*TRAVAIL À FAIRE:*
1. Répondez à ces questions d'après le récit sur Gallabat :
(a) Quel est le prix moyen payé pour chaque mule d'Abyssinie ?
(b) Combien de cavaliers comptait le goum de pillards abyssins ?
(c) Combien de voleurs les Takrouris ont-ils tués, selon celui qui raconte l'affaire ?
2. Rédigez la suite du récit de voyage à Gallabat après sa dernière phrase.

J’achetai au marché renommé de Gallabat deux mules d’Abyssinie au prix moyen de neuf talaris pièce, et je louai un chameau pour mes bagages jusqu’à Voehnè, point où commencent les montagnes ardues, inaccessibles au chameau, et où je devais trouver des ânes de somme. Puis, pour tuer le temps, je m’en allai rendre visite au vieux Ghouma, cheik de Gallabat, président semi-héréditaire, semi-électif de ce petit État. Je vis un beau nègre qui me sembla âgé de soixante ans, et qui, réuni à une demi-douzaine de voisins convoqués à la hâte, était très-occupé à balayer sa cour. Il me fit servir les rafraîchissements d’usage, mais n’interrompit pas sa besogne : « Le travail avant tout, monsieur… » Je fus assez piqué de ce sans-gêne, mais j’avoue que, six mois plus tard, recevant en Abyssinie la nouvelle (erronée) que Théodore II s’était fait apporter la tête de Chouma, j’éprouvai un sentiment pénible. J’eusse été vraiment trop vengé !

Les gens de Gallabat ne sont pas aimés de leurs voisins, qui abusent volontiers du droit de médire d’eux. Trois ans auparavant, à la faveur des guerres civiles d’Abyssinie, un goum de pillards abyssins sans couleur politique, alléchés par les richesses vraies ou supposées des Takrouris, avaient fait, au nombre de cinq cents cavaliers, une razzia nocturne sur eux. Les Takrouris, d’abord surpris, s’étaient enfin reconnus, groupés, avaient cerné les voleurs et les avaient passés au fil de la lance. Quinze jours après, M. Stern (aujourd’hui prisonnier chez Théodore II), passant sur ce champ de bataille, avait vu les cadavres sans sépulture et les vautours s’envolant lourdement avec des lambeaux de chair putride. Celui qui me raconta l’affaire conclut ainsi : « Oui, monsieur, ils ont bien tué deux cents de ces voleurs ; ils n’ont pas fait quartier à un seul. Maudites canailles ! »


Cet animal est bien méchant
Quand on l’attaque il se défend !

*EXTRAITS DES LIGNES:*
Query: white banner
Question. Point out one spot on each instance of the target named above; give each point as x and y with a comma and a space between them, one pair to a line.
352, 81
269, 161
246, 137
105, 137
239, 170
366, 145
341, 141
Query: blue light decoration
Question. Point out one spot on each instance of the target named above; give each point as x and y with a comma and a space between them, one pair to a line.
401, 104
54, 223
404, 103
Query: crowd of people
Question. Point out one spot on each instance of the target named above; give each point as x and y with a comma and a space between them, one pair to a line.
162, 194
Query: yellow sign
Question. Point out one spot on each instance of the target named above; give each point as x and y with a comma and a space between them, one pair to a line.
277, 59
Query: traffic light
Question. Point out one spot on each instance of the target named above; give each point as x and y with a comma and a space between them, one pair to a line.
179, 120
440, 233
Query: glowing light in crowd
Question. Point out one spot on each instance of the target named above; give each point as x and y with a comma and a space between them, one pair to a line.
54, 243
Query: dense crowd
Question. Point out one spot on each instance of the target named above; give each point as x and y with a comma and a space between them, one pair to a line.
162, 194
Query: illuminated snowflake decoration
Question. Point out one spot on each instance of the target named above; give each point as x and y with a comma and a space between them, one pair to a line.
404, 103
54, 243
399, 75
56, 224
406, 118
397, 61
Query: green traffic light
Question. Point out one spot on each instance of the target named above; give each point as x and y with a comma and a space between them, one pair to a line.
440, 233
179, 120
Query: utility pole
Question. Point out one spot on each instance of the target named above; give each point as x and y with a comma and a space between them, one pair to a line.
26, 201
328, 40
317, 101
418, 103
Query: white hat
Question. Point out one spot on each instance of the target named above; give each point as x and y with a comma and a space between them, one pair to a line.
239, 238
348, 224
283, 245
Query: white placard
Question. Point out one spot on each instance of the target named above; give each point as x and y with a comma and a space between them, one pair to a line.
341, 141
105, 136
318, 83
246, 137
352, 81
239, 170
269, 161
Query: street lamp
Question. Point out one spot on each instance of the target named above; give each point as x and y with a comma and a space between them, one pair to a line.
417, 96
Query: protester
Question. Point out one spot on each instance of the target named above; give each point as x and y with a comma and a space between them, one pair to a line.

*RÉSULTATS PAR CONSIGNE:*
1.
(a) Neuf talaris.
(b) Cinq cents cavaliers.
(c) Deux cents voleurs.

2.
Après quatre jours de séjour à Gallabat, nous partîmes pour l’Abyssinie et nous nous engageâmes résolument dans une épaisse forêt de trois bonnes journées de marche, couvrant une plaine basse qui va aboutir à la Gandova. Ce désert est une sorte de marche, comme on disait au moyen âge, un border, dirait-on sur la frontière d’Écosse : les Abyssins, les Sennâriens, les Turcs l’ont souvent ensanglantée dans leurs guerres sans merci. Là se trouve le lieu d’Abou Qalambo, fatal aux Égyptiens, qui, voilà vingt-cinq ans, y furent taillés en pièces par l’Achille abyssin Dedjaz Konfou. J’ai raconté ailleurs[1] l’épisode tragico-burlesque du salut du brave d’Arnaud, pris à cette bataille : mais tout ne s’y passa pas aussi gaiement. Il y eut, de part et d’autre, des faits et des mots héroïques. Le chef des Dabaïneh, auxiliaire des Égyptiens, provoqué en combat singulier par un officier de marque abyssin, le fendit en deux d’un seul coup de sa lourde épée à deux mains. L’un des fils du Melek Saad, prince des Chaghié, s’y fit tuer ; l’autre se sauva près de son père, qui l’accueillit avec des imprécations et en déchirant ses vêtements. « Lâche fils de la chienne, s’écriait-il ; misérable qui me déshonore ! Que ne suivait-il l’exemple de son frère ! »

Le troisième jour, vers midi, je passai la Gandova, encore gonflée : une île appelée Kaokib partage les eaux rapides et permet aux caravanes de passer plus aisément. Un magnifique tamarinier s’élève au bord du sentier, au beau milieu de l’île, et invite les voyageurs à

  1. Voy. livre 270.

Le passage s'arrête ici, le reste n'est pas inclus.